▸ The task
Reproduce the following article on Twitter as a source of research data word for word, in full.

▸ Document passage
*** Block opens ***

Zachary Steinert-Threlkeld has long been fascinated by crowd dynamics, especially among those drawn to mass demonstrations. As a Ph.D. candidate in political science, Steinert-Threlkeld knew that social media generated at protests were a rich source of data — but he could find few tools to help him analyze it.

Now, in a world awash with popular uprisings and social movements — from Tahrir Square in 2011 to the Women’s March following the 2017 presidential inauguration — the assistant professor of public policy at the UCLA Luskin School of Public Affairs has used data generated by millions of posts on Twitter to learn more about crowd behavior and mass motivation.

Steinert-Threlkeld created a guide for acquiring and working with data sets culled from Twitter, which has more than 320 million global accounts generating more than half a billion messages every day.

His efforts culminated this year with the publication of “Twitter as Data,” the first guide in Cambridge University Press’ new Elements series on Quantitative and Computational Methods for Social Science. The series provides short introductions and hands-on tutorials to new and innovative research methodologies that may not yet appear in textbooks.

“When I was learning this as a graduate student, there was a lot of piecing together this information,” said Steinert-Threlkeld, who said he relied on sources such as Twitter documentation and online Q&A forums such as Stack Overflow. “I was able to do it, but it would have been a lot nicer if I had a textbook to show me the lay of the land.”

*** Block closes ***

▸ Information supplied
*** Block opens ***

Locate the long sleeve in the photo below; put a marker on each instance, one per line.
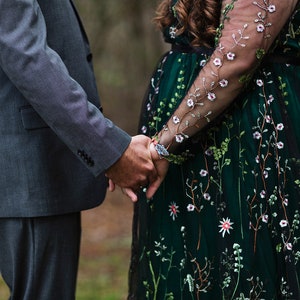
(247, 30)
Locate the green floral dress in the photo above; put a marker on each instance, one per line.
(225, 223)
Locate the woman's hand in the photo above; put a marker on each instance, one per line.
(161, 166)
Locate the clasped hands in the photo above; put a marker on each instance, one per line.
(140, 166)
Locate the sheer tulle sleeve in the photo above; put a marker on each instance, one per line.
(247, 30)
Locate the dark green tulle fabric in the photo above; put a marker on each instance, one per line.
(225, 223)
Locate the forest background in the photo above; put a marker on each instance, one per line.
(126, 47)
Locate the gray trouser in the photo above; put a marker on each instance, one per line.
(39, 256)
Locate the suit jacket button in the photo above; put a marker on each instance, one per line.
(89, 57)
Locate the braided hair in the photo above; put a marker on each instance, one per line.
(199, 18)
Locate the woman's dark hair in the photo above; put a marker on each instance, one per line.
(199, 18)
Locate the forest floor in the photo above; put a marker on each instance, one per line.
(105, 251)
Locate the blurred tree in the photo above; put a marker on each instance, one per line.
(126, 46)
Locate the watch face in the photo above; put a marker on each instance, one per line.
(161, 150)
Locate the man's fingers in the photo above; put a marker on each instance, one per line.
(152, 188)
(130, 193)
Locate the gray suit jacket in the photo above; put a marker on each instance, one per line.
(54, 141)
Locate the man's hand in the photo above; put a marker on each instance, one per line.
(161, 166)
(135, 168)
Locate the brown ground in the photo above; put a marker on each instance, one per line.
(105, 249)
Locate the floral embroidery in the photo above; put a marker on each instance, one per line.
(173, 209)
(225, 226)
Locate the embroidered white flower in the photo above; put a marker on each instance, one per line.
(179, 138)
(256, 135)
(203, 173)
(223, 83)
(280, 126)
(268, 119)
(289, 246)
(176, 120)
(172, 32)
(209, 152)
(283, 223)
(265, 218)
(271, 99)
(206, 196)
(202, 63)
(263, 194)
(190, 102)
(173, 209)
(260, 28)
(280, 145)
(144, 129)
(211, 96)
(217, 62)
(230, 56)
(190, 207)
(259, 82)
(225, 226)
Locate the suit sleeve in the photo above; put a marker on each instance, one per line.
(41, 76)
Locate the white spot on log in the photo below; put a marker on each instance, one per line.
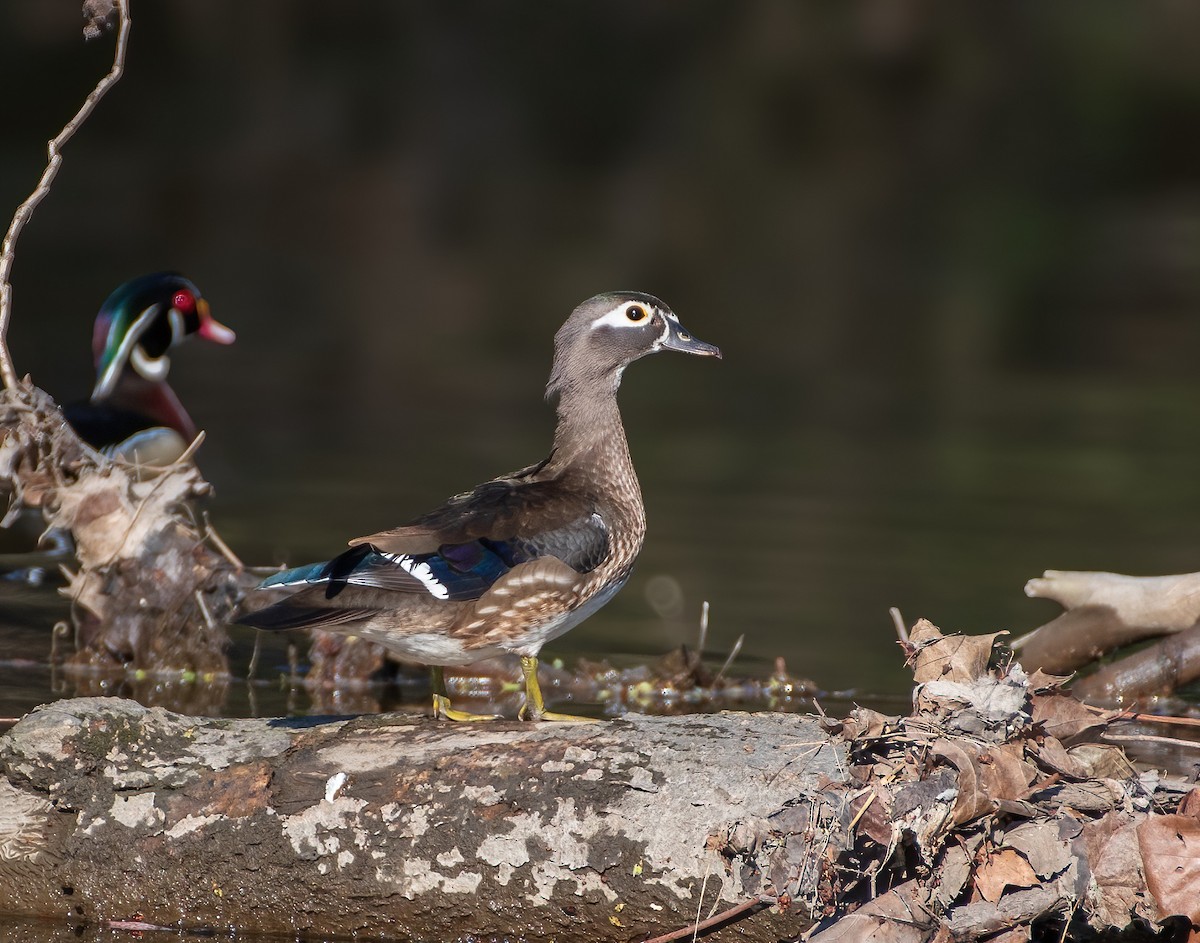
(135, 811)
(418, 822)
(450, 858)
(415, 876)
(311, 832)
(189, 824)
(513, 848)
(24, 824)
(333, 785)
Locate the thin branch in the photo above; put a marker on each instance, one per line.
(54, 155)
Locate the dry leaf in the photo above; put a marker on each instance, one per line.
(1066, 716)
(1042, 845)
(972, 800)
(1191, 804)
(1005, 772)
(1002, 869)
(1116, 893)
(1170, 854)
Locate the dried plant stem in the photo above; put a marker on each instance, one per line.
(54, 155)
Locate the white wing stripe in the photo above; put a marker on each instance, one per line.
(421, 571)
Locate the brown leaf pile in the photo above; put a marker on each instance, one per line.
(987, 810)
(149, 592)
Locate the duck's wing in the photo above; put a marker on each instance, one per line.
(456, 553)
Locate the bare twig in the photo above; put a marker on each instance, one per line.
(25, 210)
(723, 917)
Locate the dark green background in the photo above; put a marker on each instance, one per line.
(952, 253)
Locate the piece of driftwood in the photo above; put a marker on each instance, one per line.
(151, 587)
(990, 808)
(1105, 612)
(390, 824)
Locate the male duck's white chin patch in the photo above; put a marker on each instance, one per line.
(149, 367)
(618, 318)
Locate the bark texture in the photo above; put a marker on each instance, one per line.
(1104, 612)
(393, 826)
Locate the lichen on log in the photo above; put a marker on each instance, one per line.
(993, 806)
(149, 589)
(391, 826)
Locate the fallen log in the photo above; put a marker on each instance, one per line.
(1104, 612)
(391, 824)
(993, 808)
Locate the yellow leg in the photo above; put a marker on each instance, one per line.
(442, 702)
(534, 704)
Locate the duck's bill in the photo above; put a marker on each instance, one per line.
(210, 328)
(679, 340)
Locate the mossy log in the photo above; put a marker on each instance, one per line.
(995, 805)
(391, 824)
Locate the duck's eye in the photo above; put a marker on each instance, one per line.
(184, 302)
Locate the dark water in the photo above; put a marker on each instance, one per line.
(953, 263)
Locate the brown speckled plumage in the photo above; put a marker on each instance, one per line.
(525, 557)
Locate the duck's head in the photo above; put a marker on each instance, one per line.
(610, 331)
(142, 320)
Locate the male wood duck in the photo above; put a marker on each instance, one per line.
(522, 558)
(133, 413)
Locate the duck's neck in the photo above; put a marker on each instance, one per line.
(153, 398)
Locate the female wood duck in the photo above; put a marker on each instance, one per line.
(522, 558)
(133, 413)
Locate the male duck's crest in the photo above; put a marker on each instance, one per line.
(142, 320)
(610, 331)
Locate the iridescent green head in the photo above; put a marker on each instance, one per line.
(142, 320)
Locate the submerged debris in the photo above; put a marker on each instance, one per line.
(991, 806)
(1109, 612)
(150, 592)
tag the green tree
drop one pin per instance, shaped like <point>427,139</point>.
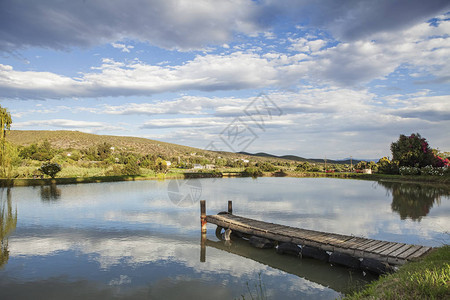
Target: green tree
<point>412,151</point>
<point>104,150</point>
<point>50,169</point>
<point>160,165</point>
<point>131,167</point>
<point>5,125</point>
<point>303,167</point>
<point>386,166</point>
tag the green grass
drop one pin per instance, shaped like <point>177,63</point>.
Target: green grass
<point>428,278</point>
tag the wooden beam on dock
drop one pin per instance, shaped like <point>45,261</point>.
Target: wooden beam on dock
<point>389,252</point>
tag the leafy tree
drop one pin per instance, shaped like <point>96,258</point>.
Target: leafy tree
<point>5,125</point>
<point>387,167</point>
<point>160,165</point>
<point>131,167</point>
<point>266,167</point>
<point>412,151</point>
<point>104,151</point>
<point>303,167</point>
<point>50,169</point>
<point>252,171</point>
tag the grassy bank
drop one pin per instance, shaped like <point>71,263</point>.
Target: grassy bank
<point>91,175</point>
<point>376,177</point>
<point>93,179</point>
<point>428,278</point>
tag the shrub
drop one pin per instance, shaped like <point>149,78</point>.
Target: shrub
<point>50,169</point>
<point>409,171</point>
<point>252,171</point>
<point>433,171</point>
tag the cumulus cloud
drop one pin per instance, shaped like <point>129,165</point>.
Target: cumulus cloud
<point>206,73</point>
<point>187,25</point>
<point>122,47</point>
<point>422,48</point>
<point>169,24</point>
<point>355,20</point>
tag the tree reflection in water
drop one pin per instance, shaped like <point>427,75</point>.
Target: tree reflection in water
<point>8,222</point>
<point>413,200</point>
<point>50,193</point>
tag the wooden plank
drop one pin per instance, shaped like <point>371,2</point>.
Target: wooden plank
<point>400,250</point>
<point>368,245</point>
<point>408,252</point>
<point>394,253</point>
<point>376,246</point>
<point>383,248</point>
<point>354,242</point>
<point>392,249</point>
<point>420,252</point>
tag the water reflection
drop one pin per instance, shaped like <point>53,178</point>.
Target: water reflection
<point>8,222</point>
<point>338,278</point>
<point>50,193</point>
<point>130,240</point>
<point>413,200</point>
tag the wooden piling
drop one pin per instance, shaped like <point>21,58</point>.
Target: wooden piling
<point>203,215</point>
<point>203,248</point>
<point>383,251</point>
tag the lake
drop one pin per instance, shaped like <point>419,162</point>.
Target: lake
<point>141,240</point>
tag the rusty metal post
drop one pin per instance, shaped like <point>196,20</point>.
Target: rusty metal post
<point>203,215</point>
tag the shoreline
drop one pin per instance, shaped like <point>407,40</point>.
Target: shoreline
<point>187,175</point>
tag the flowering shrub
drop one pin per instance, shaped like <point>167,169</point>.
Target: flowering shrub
<point>409,171</point>
<point>434,171</point>
<point>441,162</point>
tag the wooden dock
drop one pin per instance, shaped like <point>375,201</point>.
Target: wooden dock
<point>389,252</point>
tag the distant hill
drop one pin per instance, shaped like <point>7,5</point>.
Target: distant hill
<point>302,159</point>
<point>66,139</point>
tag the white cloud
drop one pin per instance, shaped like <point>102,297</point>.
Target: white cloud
<point>123,47</point>
<point>169,24</point>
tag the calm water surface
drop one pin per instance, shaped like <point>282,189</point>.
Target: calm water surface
<point>141,240</point>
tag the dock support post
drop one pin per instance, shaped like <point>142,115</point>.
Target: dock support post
<point>203,248</point>
<point>203,215</point>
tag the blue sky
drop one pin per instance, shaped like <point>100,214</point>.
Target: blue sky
<point>340,78</point>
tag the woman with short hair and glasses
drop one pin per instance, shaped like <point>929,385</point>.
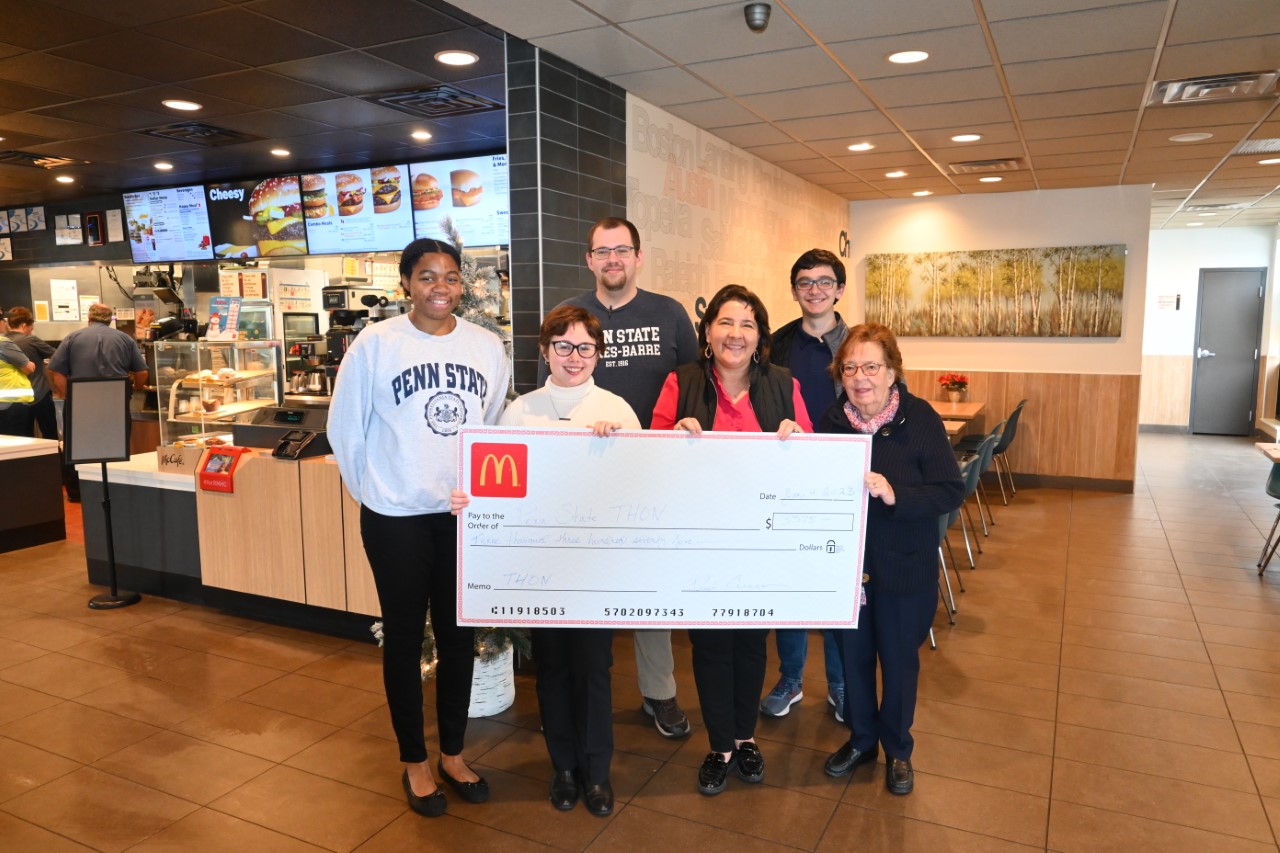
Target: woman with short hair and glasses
<point>913,479</point>
<point>575,694</point>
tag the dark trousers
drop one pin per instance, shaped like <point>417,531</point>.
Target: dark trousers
<point>415,564</point>
<point>575,698</point>
<point>728,670</point>
<point>890,628</point>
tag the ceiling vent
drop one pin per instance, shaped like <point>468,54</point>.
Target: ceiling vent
<point>1257,146</point>
<point>435,101</point>
<point>200,133</point>
<point>1215,90</point>
<point>983,167</point>
<point>36,160</point>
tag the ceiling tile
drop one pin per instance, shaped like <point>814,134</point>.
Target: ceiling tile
<point>242,36</point>
<point>604,49</point>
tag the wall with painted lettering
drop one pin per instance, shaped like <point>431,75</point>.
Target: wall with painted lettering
<point>711,214</point>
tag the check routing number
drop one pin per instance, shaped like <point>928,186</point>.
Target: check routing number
<point>650,529</point>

*** Block closes ***

▸ Result for this exercise
Zachary Steinert-Threlkeld has long been fascinated by crowd dynamics, especially among those drawn to mass demonstrations. As a Ph.D. candidate in political science, Steinert-Threlkeld knew that social media generated at protests were a rich source of data — but he could find few tools to help him analyze it.

Now, in a world awash with popular uprisings and social movements — from Tahrir Square in 2011 to the Women’s March following the 2017 presidential inauguration — the assistant professor of public policy at the UCLA Luskin School of Public Affairs has used data generated by millions of posts on Twitter to learn more about crowd behavior and mass motivation.

Steinert-Threlkeld created a guide for acquiring and working with data sets culled from Twitter, which has more than 320 million global accounts generating more than half a billion messages every day.

His efforts culminated this year with the publication of “Twitter as Data,” the first guide in Cambridge University Press’ new Elements series on Quantitative and Computational Methods for Social Science. The series provides short introductions and hands-on tutorials to new and innovative research methodologies that may not yet appear in textbooks.

“When I was learning this as a graduate student, there was a lot of piecing together this information,” said Steinert-Threlkeld, who said he relied on sources such as Twitter documentation and online Q&A forums such as Stack Overflow. “I was able to do it, but it would have been a lot nicer if I had a textbook to show me the lay of the land.”